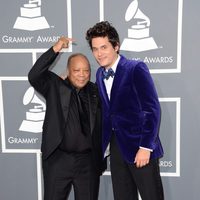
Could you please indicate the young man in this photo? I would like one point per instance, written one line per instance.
(71, 140)
(131, 117)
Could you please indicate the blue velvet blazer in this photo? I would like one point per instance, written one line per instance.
(133, 111)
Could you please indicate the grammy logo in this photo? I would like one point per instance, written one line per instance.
(138, 35)
(34, 116)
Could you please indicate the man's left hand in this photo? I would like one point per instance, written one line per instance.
(142, 157)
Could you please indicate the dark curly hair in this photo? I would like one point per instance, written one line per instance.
(103, 29)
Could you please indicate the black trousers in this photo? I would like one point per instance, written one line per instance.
(127, 179)
(62, 171)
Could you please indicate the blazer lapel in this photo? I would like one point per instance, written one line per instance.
(119, 75)
(65, 94)
(93, 102)
(102, 88)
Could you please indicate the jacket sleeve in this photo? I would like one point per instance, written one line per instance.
(149, 104)
(39, 75)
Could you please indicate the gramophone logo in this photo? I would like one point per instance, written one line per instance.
(31, 18)
(138, 35)
(34, 116)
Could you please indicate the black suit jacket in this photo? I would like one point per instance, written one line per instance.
(57, 95)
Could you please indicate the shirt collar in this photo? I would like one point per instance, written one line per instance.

◇ ◇ ◇ ◇

Written problem — Reproduce every line of the records above, requests included, with each answer coordinate multiplied by 0.65 and rounded to a whole number (halves round up). Leave out the pictures.

Exercise response —
Could you please indicate the young man in this photo? I would like one point per instance, written one line per instance.
(46, 91)
(85, 76)
Could you please indicate the blue velvet blazer in this photo? I would like one point per instance, written one line per instance.
(86, 72)
Could you please indicate the grammy logo in this photo? I would like one point per instance, written one line per instance.
(90, 23)
(22, 75)
Could you please indicate the man's left hand in this photo? I would like one point per instance, written one line per instance.
(92, 102)
Could you please indicate the dark curly hair in this photo? I would like one point per instance, written one line per instance.
(67, 19)
Could you please indicate the black trousers in this photo? I would like one point per instance, written one line per instance.
(83, 116)
(40, 111)
Could you please indicate the blazer lapel in this photo? I would like one point per instance, written one line per instance.
(77, 49)
(42, 61)
(60, 66)
(66, 57)
Could you please indicate the jacket sleeve in this photo? I would like one point per instance, written one line per instance.
(97, 68)
(25, 49)
Could you please indicate the gramophone logo in this photo? I would like one point per instance, written one line per instance.
(20, 12)
(90, 23)
(22, 75)
Could you please indicate the black suit jacket in this photo? I would like one point per instance, written one line per instance.
(37, 62)
Could you please indicate the shirt collar in this photo? I would like one point per instance, written one line per instance.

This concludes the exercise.